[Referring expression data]

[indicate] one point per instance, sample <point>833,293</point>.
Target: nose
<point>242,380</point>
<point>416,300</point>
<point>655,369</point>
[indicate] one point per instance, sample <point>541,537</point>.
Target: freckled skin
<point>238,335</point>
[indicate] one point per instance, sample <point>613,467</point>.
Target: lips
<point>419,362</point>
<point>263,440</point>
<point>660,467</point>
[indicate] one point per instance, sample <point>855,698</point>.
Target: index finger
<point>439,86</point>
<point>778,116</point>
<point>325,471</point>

---

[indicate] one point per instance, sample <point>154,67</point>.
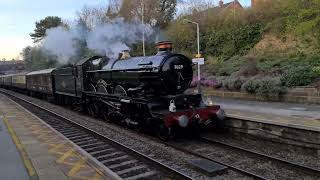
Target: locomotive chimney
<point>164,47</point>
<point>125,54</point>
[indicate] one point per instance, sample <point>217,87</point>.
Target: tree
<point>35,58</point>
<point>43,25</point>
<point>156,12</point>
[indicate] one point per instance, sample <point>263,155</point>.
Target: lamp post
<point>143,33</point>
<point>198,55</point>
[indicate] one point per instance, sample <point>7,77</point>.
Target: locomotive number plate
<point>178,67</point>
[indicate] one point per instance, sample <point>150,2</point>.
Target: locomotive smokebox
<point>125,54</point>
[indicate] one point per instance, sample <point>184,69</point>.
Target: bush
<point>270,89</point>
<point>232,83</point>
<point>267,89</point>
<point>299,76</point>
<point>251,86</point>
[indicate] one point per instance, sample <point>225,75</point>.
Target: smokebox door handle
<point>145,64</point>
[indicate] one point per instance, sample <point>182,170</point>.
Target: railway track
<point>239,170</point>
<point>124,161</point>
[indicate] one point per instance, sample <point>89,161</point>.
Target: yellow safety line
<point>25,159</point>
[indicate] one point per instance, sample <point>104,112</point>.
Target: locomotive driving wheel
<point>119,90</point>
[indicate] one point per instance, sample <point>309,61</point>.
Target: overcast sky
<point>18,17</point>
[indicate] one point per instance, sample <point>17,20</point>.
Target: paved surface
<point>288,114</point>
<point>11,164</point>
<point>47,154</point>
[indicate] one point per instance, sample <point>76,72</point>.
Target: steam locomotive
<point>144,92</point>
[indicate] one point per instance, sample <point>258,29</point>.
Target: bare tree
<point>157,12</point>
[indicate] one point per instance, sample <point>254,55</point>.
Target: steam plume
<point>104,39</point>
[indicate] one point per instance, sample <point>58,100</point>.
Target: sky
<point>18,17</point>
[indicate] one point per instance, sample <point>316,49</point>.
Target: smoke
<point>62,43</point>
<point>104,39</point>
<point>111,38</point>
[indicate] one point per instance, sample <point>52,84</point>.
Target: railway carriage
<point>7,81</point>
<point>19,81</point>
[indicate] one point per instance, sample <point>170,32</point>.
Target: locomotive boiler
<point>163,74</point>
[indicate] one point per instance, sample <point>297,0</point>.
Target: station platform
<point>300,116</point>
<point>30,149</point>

● **The task**: Using the data above, reproduce exactly the lines from the line that contains "Target: bush" through the line that contains "[indicate] one point per instance, sample <point>58,100</point>.", including both.

● **Your solution**:
Target: bush
<point>270,89</point>
<point>232,83</point>
<point>267,89</point>
<point>299,76</point>
<point>251,86</point>
[indicate] one point per instance, sample <point>225,75</point>.
Target: smokebox door handle
<point>145,64</point>
[indicate] one point per instance, sample <point>182,170</point>.
Target: railway track
<point>239,170</point>
<point>124,161</point>
[indicate] one point per instance, sample <point>89,161</point>.
Target: yellow safety line
<point>25,159</point>
[indicate] one point per instance, sample <point>104,112</point>.
Target: locomotive driving wheel
<point>119,90</point>
[indicate] one point per instance, sample <point>309,61</point>.
Target: overcast sky
<point>18,17</point>
[indicate] one point per instance, sample <point>17,20</point>.
Target: paved surface
<point>288,114</point>
<point>11,164</point>
<point>47,154</point>
[indicate] one point per instance, sample <point>76,72</point>.
Target: steam locomotive
<point>144,92</point>
[indicate] one point per instance, sample <point>258,29</point>.
Target: bare tree
<point>157,12</point>
[indicate] one point per instance, sample <point>254,55</point>.
Target: steam plume
<point>104,39</point>
[indicate] one point per instance, sample <point>58,100</point>.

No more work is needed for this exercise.